YOUR TASK: Rewrite the lines of the material between the line holding "Task: indicate the vanity" and the line holding "x=562 y=108", inclusive, and add -125 to every coordinate number in the answers.

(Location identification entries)
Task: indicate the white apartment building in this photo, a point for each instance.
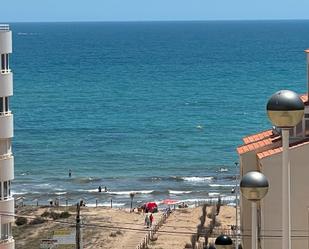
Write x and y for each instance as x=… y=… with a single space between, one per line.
x=263 y=152
x=6 y=134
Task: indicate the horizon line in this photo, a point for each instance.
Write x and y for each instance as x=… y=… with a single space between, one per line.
x=131 y=21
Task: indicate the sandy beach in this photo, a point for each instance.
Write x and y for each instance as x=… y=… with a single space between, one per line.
x=116 y=228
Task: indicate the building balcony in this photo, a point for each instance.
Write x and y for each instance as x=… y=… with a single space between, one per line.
x=5 y=40
x=6 y=168
x=5 y=71
x=6 y=83
x=7 y=243
x=6 y=124
x=7 y=211
x=4 y=27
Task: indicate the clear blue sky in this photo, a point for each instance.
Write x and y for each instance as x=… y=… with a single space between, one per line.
x=150 y=10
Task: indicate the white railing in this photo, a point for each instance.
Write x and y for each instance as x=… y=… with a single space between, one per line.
x=4 y=27
x=6 y=156
x=5 y=113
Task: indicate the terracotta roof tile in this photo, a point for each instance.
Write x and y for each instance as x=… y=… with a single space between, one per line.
x=257 y=145
x=256 y=137
x=279 y=149
x=304 y=98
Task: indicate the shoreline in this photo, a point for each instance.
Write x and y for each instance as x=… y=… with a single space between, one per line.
x=115 y=228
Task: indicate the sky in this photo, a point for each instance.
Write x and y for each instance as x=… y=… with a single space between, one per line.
x=150 y=10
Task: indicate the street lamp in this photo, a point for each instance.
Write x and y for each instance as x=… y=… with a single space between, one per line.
x=236 y=201
x=223 y=242
x=285 y=110
x=254 y=186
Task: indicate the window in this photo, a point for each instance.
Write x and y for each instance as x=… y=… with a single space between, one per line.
x=4 y=104
x=2 y=62
x=5 y=147
x=307 y=126
x=299 y=129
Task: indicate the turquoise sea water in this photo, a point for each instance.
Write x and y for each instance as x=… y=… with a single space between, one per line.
x=153 y=107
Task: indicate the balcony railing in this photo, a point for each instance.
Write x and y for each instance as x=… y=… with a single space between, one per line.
x=6 y=156
x=5 y=113
x=4 y=71
x=4 y=27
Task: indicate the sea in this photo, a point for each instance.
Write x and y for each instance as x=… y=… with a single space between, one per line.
x=154 y=108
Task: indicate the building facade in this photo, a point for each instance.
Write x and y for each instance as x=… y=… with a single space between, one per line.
x=263 y=152
x=6 y=135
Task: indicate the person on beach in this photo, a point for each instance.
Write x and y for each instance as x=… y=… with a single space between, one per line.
x=151 y=219
x=147 y=221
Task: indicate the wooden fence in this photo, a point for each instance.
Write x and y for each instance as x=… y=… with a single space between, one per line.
x=153 y=230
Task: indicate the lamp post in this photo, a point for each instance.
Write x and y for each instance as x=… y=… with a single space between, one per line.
x=254 y=186
x=285 y=110
x=236 y=201
x=223 y=242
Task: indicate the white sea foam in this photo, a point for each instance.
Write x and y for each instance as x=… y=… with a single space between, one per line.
x=222 y=185
x=176 y=192
x=60 y=193
x=92 y=190
x=198 y=179
x=19 y=193
x=129 y=192
x=105 y=204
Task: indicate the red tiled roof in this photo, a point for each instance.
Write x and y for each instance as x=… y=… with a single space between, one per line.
x=256 y=137
x=259 y=144
x=304 y=97
x=279 y=149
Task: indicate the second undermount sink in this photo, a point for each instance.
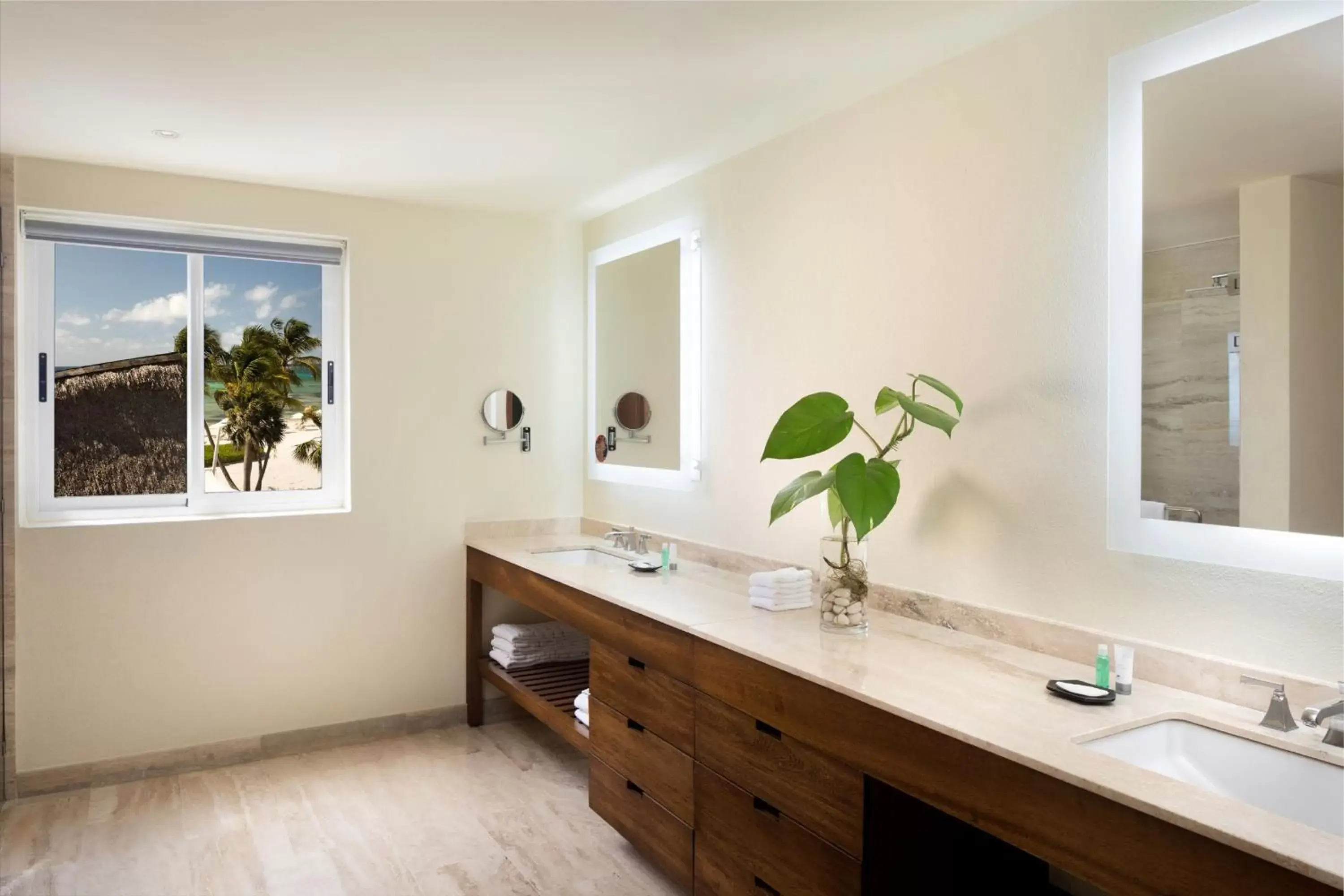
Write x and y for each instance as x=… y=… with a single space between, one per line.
x=585 y=555
x=1279 y=781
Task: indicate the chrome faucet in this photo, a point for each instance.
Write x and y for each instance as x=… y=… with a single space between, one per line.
x=1279 y=715
x=1314 y=716
x=628 y=539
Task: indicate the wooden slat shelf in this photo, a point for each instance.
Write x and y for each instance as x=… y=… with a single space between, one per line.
x=547 y=692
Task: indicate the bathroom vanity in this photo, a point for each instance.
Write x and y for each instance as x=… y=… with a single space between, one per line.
x=746 y=753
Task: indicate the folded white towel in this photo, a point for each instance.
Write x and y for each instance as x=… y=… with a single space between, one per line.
x=780 y=577
x=792 y=591
x=511 y=661
x=775 y=606
x=533 y=632
x=564 y=644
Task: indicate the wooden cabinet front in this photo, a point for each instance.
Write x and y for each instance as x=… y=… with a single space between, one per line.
x=660 y=769
x=662 y=703
x=746 y=845
x=660 y=836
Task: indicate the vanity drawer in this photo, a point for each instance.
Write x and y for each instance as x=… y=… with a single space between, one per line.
x=627 y=684
x=652 y=829
x=662 y=770
x=745 y=845
x=810 y=786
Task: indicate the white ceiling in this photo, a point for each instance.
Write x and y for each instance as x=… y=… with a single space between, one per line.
x=1272 y=109
x=562 y=108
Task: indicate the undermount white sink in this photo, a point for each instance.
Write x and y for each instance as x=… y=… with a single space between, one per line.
x=585 y=556
x=1279 y=781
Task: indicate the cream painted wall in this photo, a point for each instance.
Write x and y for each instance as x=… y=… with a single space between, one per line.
x=955 y=225
x=1266 y=222
x=134 y=638
x=1318 y=358
x=1292 y=357
x=639 y=339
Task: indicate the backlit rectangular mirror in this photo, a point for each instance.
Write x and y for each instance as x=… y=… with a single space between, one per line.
x=1228 y=292
x=644 y=311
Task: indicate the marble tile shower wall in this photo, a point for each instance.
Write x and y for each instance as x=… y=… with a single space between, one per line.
x=1187 y=458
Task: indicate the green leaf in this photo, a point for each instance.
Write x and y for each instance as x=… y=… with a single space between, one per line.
x=941 y=388
x=867 y=489
x=803 y=488
x=815 y=424
x=834 y=505
x=928 y=414
x=886 y=401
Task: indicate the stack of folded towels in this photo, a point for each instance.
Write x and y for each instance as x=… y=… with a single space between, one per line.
x=581 y=706
x=784 y=589
x=517 y=646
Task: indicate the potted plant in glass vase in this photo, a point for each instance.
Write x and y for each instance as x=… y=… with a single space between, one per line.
x=861 y=491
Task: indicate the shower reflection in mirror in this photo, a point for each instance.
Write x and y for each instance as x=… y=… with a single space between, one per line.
x=1242 y=397
x=503 y=412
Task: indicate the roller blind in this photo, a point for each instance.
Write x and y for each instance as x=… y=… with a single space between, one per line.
x=163 y=241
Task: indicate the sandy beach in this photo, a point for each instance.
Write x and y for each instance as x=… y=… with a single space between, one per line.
x=284 y=473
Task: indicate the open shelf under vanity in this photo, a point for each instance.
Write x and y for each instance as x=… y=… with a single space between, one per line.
x=547 y=692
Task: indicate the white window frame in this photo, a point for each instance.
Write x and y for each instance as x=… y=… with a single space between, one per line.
x=689 y=472
x=1319 y=556
x=35 y=328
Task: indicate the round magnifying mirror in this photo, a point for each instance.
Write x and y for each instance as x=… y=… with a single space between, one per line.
x=502 y=410
x=632 y=412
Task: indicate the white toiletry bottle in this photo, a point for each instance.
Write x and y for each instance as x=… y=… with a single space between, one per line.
x=1124 y=669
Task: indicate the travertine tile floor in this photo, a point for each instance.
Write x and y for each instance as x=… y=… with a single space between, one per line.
x=500 y=809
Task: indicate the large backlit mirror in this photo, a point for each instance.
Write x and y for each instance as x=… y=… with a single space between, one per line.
x=1228 y=293
x=644 y=311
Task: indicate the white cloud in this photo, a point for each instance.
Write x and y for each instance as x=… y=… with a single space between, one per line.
x=213 y=295
x=261 y=293
x=166 y=310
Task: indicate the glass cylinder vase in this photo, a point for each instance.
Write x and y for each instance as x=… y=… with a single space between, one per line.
x=843 y=574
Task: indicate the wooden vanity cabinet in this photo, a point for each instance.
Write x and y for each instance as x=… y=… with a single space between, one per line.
x=736 y=777
x=660 y=836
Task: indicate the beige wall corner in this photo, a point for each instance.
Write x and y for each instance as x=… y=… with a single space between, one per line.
x=9 y=221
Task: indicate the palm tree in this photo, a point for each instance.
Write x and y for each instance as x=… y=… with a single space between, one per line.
x=311 y=452
x=213 y=351
x=253 y=397
x=295 y=343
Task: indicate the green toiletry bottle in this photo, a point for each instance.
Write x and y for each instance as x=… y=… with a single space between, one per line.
x=1103 y=667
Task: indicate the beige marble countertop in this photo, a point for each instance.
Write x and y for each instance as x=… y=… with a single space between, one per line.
x=982 y=692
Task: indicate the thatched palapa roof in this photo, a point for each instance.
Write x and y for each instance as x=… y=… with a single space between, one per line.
x=121 y=428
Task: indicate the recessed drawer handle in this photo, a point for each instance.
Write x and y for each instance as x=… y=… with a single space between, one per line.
x=769 y=730
x=760 y=805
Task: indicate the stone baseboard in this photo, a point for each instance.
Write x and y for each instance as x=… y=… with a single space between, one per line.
x=232 y=753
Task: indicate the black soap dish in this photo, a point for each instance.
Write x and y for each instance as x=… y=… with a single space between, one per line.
x=1084 y=692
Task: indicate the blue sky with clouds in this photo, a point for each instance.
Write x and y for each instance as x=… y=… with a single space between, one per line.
x=117 y=303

CORRECT RESPONSE:
Task: indicate the vanity drawer in this photo, a point for each instance.
Write x and y for each instance as x=… y=… with a single space between, one per line.
x=502 y=559
x=527 y=704
x=537 y=645
x=620 y=720
x=685 y=661
Task: indicate the white ceiling in this photo, a point for each instance.
Write x and y for each instance as x=… y=… with a single space between, one per line.
x=1147 y=-16
x=437 y=-17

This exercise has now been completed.